### EXERCISE INSTRUCTIONS
Please copy exactly the lines from the one containing "Each instance receives a single keypoint. Tag the planting" to the end of the entries, both included, and nothing else. Omit every picture.

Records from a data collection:
┌──

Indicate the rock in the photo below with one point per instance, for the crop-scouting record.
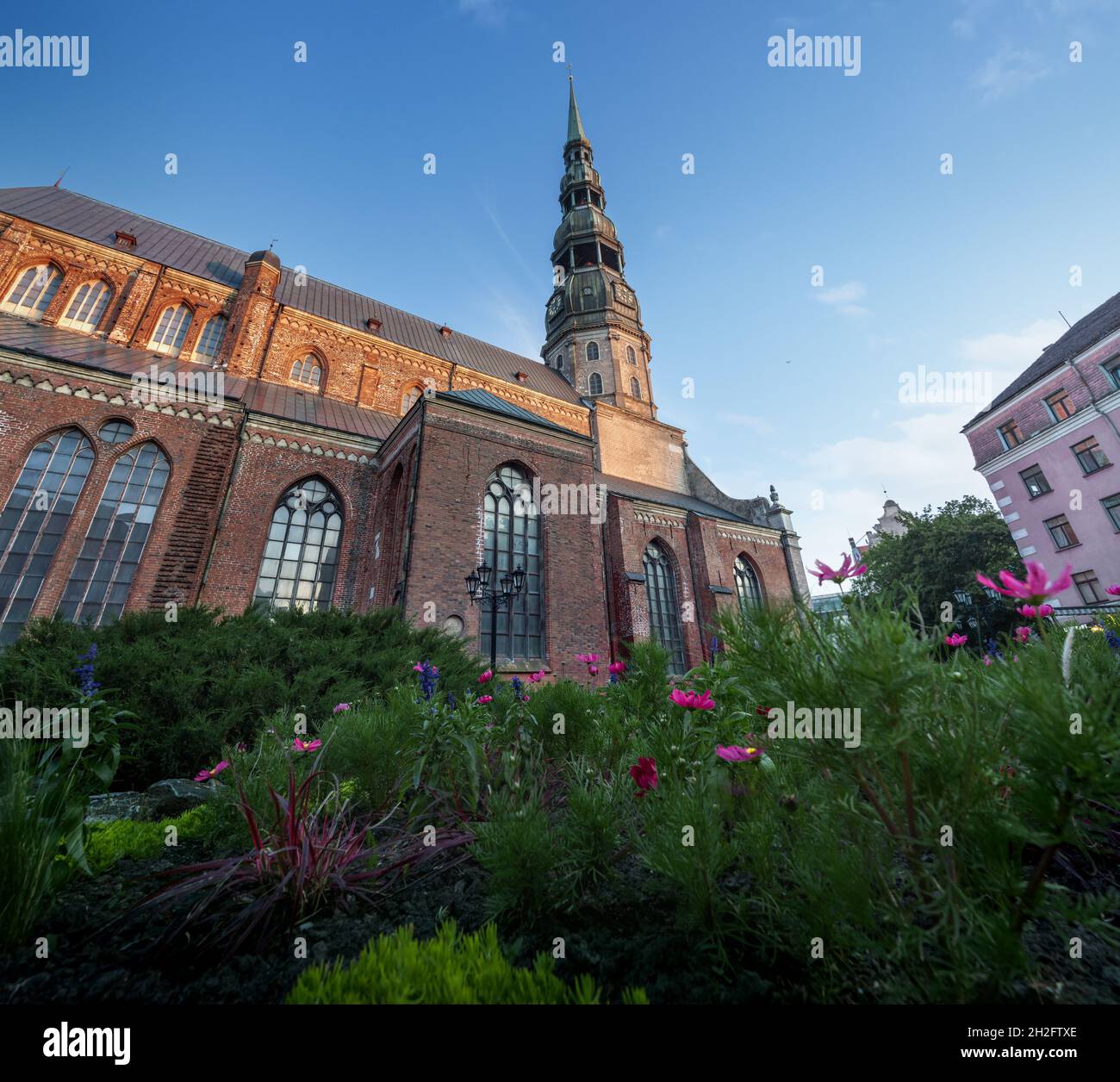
(104, 808)
(175, 795)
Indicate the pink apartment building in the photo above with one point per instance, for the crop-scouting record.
(1048, 445)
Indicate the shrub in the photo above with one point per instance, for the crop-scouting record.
(451, 968)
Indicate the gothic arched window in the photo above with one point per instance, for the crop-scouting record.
(171, 329)
(33, 291)
(34, 521)
(746, 586)
(103, 571)
(511, 536)
(209, 340)
(86, 306)
(664, 608)
(302, 553)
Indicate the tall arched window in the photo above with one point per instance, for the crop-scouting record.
(171, 331)
(103, 571)
(211, 339)
(86, 306)
(307, 370)
(746, 586)
(512, 537)
(302, 553)
(664, 608)
(34, 521)
(33, 291)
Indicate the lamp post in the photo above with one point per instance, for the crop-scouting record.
(478, 589)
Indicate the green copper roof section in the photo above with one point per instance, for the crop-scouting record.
(576, 133)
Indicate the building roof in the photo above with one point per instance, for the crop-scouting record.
(637, 489)
(258, 395)
(1086, 332)
(491, 402)
(68, 212)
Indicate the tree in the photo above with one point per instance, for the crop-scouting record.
(941, 552)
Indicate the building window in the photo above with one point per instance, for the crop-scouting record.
(1011, 435)
(171, 331)
(103, 571)
(512, 537)
(1061, 532)
(34, 521)
(1035, 481)
(746, 586)
(34, 290)
(1060, 406)
(664, 609)
(1090, 456)
(307, 371)
(86, 306)
(1089, 587)
(1111, 506)
(211, 339)
(302, 553)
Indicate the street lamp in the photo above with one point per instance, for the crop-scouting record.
(478, 589)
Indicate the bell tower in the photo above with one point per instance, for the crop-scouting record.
(594, 334)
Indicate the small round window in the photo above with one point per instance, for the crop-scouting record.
(115, 432)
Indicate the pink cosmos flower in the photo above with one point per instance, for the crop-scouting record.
(734, 754)
(206, 775)
(693, 700)
(645, 774)
(1036, 588)
(847, 570)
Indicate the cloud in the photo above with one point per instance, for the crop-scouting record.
(843, 298)
(1008, 72)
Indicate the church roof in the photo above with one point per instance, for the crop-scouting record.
(68, 212)
(257, 395)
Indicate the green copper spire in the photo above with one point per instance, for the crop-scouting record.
(576, 133)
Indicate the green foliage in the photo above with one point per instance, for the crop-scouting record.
(205, 681)
(451, 968)
(942, 551)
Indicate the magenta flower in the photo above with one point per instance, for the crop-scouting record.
(847, 570)
(1036, 588)
(693, 700)
(213, 772)
(734, 754)
(645, 774)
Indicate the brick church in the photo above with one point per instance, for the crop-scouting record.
(186, 424)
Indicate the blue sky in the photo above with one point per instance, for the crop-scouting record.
(795, 385)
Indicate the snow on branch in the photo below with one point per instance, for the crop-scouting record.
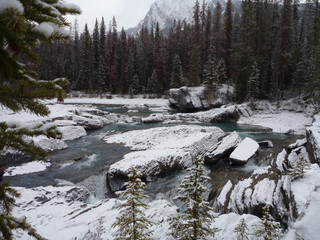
(5, 4)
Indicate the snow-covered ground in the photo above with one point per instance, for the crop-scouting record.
(283, 122)
(115, 100)
(68, 212)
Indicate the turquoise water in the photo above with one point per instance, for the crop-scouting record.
(96, 156)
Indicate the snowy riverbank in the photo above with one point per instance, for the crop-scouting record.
(66, 212)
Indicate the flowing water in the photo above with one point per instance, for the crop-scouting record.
(93, 157)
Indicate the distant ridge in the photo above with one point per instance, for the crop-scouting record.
(165, 11)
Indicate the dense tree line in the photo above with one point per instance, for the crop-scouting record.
(277, 40)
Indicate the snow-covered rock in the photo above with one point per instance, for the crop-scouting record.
(244, 151)
(49, 144)
(222, 149)
(31, 167)
(313, 138)
(224, 114)
(160, 150)
(191, 99)
(72, 132)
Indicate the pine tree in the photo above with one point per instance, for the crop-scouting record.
(298, 170)
(131, 222)
(8, 223)
(242, 230)
(86, 61)
(196, 215)
(153, 84)
(228, 26)
(177, 74)
(210, 69)
(253, 83)
(21, 29)
(269, 229)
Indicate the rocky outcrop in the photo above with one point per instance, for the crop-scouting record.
(192, 99)
(244, 151)
(313, 139)
(160, 150)
(269, 185)
(222, 149)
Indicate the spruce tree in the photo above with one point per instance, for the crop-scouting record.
(242, 230)
(269, 229)
(153, 84)
(86, 61)
(253, 83)
(8, 223)
(131, 223)
(177, 74)
(23, 24)
(193, 223)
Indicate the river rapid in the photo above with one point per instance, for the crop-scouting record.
(93, 157)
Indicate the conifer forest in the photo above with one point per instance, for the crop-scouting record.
(220, 46)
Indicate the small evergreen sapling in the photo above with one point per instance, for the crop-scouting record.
(242, 230)
(269, 229)
(131, 222)
(8, 223)
(196, 216)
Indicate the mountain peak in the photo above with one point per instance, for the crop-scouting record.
(165, 11)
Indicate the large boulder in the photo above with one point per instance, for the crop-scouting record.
(222, 149)
(244, 151)
(224, 114)
(160, 150)
(192, 99)
(313, 139)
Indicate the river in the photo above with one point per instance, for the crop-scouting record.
(95, 156)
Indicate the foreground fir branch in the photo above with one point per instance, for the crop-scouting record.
(131, 223)
(196, 215)
(8, 223)
(23, 25)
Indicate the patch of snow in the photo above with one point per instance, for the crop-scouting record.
(228, 222)
(260, 171)
(128, 102)
(280, 159)
(72, 132)
(263, 192)
(244, 151)
(223, 194)
(282, 122)
(31, 167)
(236, 203)
(49, 144)
(161, 149)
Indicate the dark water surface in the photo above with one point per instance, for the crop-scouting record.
(94, 156)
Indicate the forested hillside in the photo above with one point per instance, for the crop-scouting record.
(268, 49)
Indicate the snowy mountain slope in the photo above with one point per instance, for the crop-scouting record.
(165, 11)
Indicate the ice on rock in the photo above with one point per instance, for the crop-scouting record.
(245, 150)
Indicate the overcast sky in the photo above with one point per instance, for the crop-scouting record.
(128, 13)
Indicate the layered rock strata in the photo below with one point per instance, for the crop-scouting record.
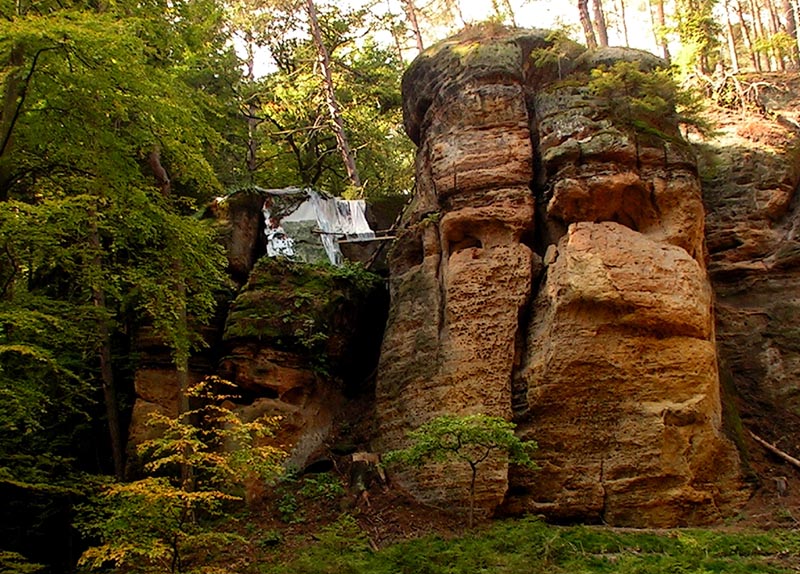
(551, 271)
(753, 233)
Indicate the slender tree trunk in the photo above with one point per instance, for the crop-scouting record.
(586, 22)
(471, 521)
(774, 26)
(251, 160)
(791, 29)
(731, 41)
(660, 27)
(454, 6)
(758, 27)
(624, 21)
(746, 37)
(507, 10)
(330, 95)
(106, 369)
(600, 22)
(8, 115)
(411, 12)
(795, 11)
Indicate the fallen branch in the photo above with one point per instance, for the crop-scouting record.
(776, 451)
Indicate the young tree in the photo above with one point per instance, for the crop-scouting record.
(600, 22)
(161, 524)
(471, 439)
(660, 27)
(586, 23)
(337, 124)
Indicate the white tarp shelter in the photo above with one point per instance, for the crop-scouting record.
(306, 225)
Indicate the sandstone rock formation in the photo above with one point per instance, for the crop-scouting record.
(752, 224)
(298, 340)
(551, 270)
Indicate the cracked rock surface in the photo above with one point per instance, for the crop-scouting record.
(550, 270)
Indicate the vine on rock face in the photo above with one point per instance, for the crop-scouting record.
(647, 101)
(471, 439)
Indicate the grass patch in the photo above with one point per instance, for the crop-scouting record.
(529, 546)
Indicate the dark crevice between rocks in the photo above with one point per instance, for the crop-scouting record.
(440, 280)
(534, 239)
(537, 240)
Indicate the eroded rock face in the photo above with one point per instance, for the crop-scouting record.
(753, 220)
(604, 353)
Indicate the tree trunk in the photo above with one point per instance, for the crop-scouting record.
(586, 22)
(251, 161)
(330, 95)
(774, 27)
(8, 116)
(661, 26)
(748, 42)
(106, 370)
(624, 21)
(510, 9)
(471, 521)
(758, 27)
(411, 12)
(600, 23)
(795, 11)
(791, 29)
(731, 40)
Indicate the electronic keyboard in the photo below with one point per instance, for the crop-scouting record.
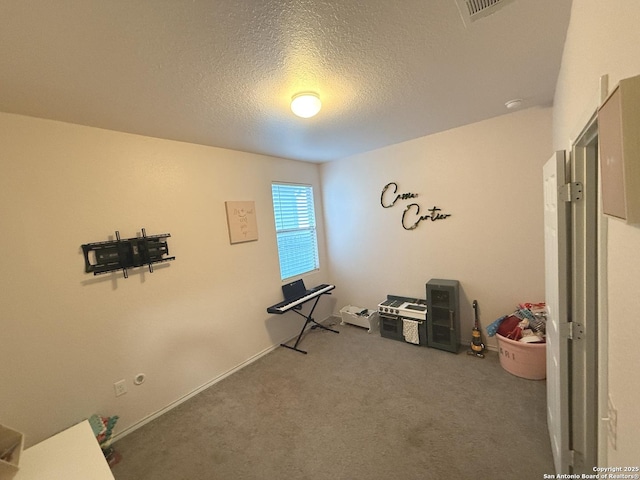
(288, 304)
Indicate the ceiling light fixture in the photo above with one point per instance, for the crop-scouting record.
(305, 104)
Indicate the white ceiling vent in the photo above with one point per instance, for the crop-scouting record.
(472, 10)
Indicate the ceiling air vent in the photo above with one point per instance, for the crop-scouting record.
(472, 10)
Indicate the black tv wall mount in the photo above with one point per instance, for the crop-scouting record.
(119, 254)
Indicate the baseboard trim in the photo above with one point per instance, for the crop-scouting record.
(193, 393)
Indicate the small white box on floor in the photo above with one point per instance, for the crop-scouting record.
(360, 317)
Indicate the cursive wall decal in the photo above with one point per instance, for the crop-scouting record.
(411, 217)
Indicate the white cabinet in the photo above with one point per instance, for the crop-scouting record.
(619, 142)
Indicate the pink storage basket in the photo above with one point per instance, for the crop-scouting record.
(526, 360)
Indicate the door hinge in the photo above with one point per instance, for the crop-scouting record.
(571, 330)
(570, 192)
(566, 330)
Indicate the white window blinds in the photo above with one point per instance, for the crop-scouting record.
(295, 228)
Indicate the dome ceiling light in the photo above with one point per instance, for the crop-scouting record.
(306, 104)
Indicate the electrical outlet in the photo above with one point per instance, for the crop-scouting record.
(120, 387)
(613, 423)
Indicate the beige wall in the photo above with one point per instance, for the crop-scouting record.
(603, 38)
(488, 176)
(67, 336)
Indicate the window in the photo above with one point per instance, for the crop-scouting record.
(295, 228)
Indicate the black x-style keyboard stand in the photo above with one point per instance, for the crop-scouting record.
(308, 319)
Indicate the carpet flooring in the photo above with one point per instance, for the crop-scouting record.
(358, 406)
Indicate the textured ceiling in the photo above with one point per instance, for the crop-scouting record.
(222, 72)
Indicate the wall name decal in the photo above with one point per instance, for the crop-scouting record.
(384, 196)
(411, 217)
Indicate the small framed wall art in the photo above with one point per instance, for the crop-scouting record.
(241, 220)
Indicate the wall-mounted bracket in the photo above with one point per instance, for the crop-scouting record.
(105, 257)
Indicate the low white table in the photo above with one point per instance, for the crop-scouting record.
(73, 454)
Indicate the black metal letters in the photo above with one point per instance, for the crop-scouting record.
(411, 217)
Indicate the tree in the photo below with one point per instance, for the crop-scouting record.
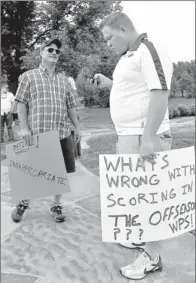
(17, 18)
(76, 24)
(185, 82)
(175, 87)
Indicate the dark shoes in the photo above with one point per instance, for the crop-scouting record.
(56, 211)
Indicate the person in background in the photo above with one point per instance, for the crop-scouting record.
(139, 110)
(7, 102)
(45, 102)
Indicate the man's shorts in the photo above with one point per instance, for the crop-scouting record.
(131, 144)
(67, 146)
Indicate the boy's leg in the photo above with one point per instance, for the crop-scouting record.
(2, 127)
(18, 212)
(9, 122)
(67, 146)
(145, 263)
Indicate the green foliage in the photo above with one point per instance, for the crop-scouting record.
(17, 18)
(184, 79)
(184, 110)
(76, 24)
(181, 111)
(174, 87)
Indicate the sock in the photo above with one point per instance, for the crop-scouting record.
(25, 202)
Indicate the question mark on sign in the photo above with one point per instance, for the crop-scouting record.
(129, 232)
(116, 231)
(141, 233)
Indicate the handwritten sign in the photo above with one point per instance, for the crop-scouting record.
(144, 203)
(37, 170)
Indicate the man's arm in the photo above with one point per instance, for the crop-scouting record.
(102, 81)
(22, 115)
(73, 117)
(22, 98)
(156, 112)
(72, 114)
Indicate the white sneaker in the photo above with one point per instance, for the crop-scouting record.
(142, 266)
(133, 245)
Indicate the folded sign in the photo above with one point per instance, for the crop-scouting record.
(144, 203)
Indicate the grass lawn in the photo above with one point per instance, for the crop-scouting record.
(97, 118)
(106, 144)
(179, 100)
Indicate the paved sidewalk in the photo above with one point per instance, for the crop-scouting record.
(38, 250)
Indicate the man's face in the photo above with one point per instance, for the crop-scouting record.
(4, 89)
(50, 54)
(116, 39)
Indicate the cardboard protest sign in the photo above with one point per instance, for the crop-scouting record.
(37, 170)
(147, 203)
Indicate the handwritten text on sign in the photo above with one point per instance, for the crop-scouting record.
(37, 170)
(147, 203)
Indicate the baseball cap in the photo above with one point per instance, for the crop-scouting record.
(48, 42)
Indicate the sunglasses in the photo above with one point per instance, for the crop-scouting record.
(51, 50)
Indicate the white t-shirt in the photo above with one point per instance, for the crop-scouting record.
(6, 102)
(134, 77)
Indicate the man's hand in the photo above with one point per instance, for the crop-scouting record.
(26, 135)
(77, 135)
(147, 151)
(101, 81)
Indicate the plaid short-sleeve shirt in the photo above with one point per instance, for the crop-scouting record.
(47, 101)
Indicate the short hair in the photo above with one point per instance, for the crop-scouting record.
(115, 20)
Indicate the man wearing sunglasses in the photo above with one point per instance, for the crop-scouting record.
(45, 102)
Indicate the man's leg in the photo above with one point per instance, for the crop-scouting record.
(2, 127)
(67, 146)
(18, 212)
(9, 122)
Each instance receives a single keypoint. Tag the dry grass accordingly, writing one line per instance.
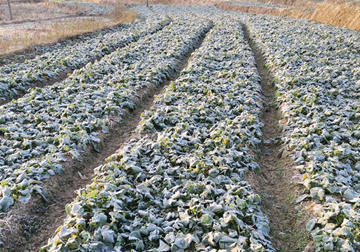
(18, 40)
(334, 12)
(339, 13)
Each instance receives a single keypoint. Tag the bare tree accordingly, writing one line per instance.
(10, 9)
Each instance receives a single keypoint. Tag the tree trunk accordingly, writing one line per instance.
(10, 9)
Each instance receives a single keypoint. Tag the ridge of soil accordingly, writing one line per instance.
(277, 181)
(64, 74)
(32, 52)
(28, 227)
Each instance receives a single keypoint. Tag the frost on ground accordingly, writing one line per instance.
(50, 125)
(317, 71)
(180, 185)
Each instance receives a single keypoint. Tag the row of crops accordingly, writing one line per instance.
(317, 75)
(41, 130)
(180, 185)
(18, 77)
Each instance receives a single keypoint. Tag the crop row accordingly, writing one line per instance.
(180, 184)
(18, 77)
(38, 131)
(317, 74)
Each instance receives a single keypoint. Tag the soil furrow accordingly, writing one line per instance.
(277, 180)
(28, 227)
(64, 74)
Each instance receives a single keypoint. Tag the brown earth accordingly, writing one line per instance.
(277, 181)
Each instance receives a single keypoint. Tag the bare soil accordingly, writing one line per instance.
(28, 227)
(277, 180)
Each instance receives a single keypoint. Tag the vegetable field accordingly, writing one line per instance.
(184, 178)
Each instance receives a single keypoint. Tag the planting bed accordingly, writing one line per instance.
(255, 89)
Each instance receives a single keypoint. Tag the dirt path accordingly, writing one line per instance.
(28, 227)
(277, 180)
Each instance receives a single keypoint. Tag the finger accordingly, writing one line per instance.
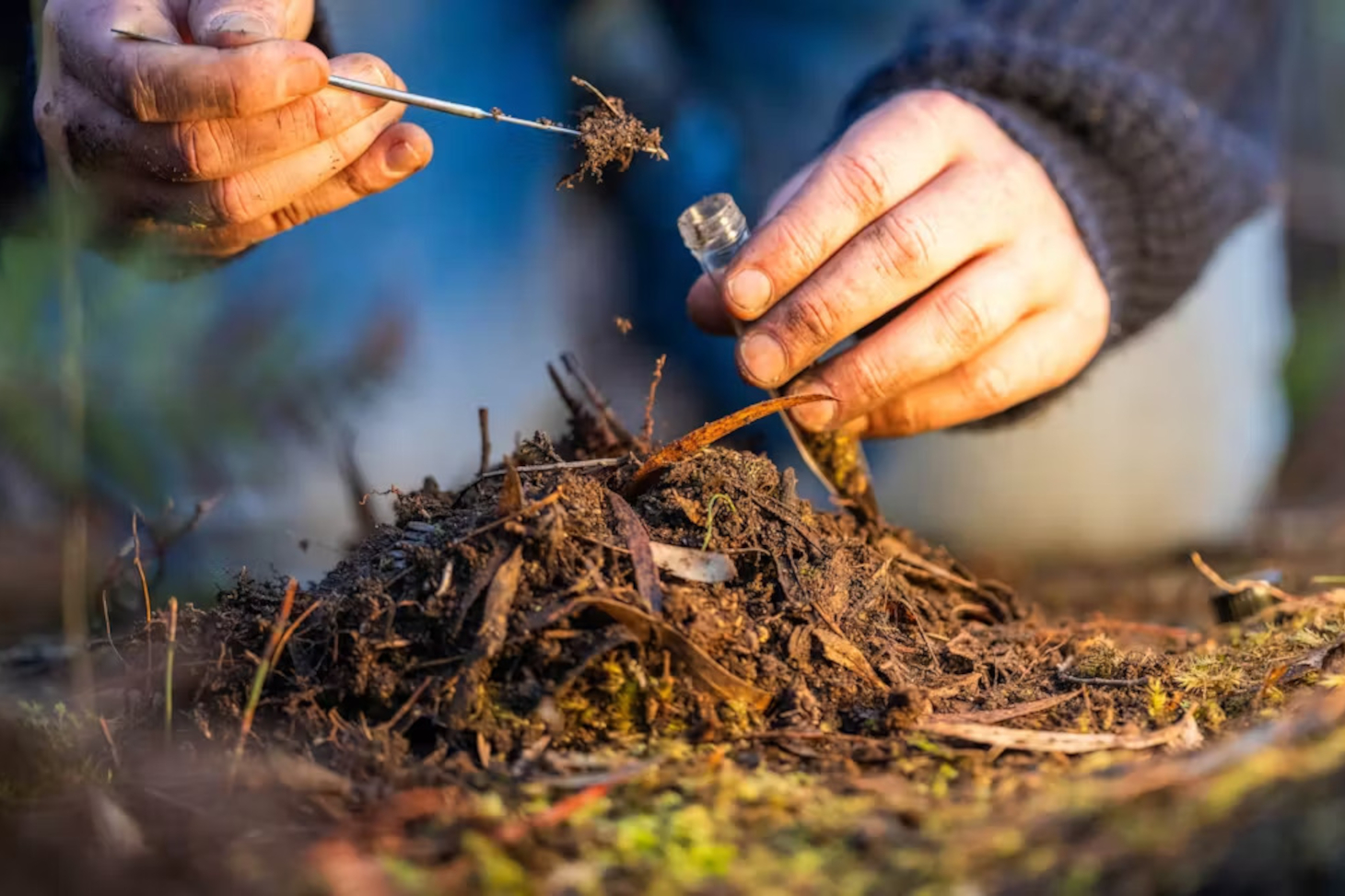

└──

### RESPONSE BOX
Each instance receives a single keypoint. Tag the planting bed accordingly, writing one line per instance.
(255, 89)
Each instance receives a single keypoint. Tag the dirt path accordingly, writing one line per instance.
(28, 227)
(277, 180)
Each instance receives a single keypoint. Tag the finger accordingly, writing one line per instance.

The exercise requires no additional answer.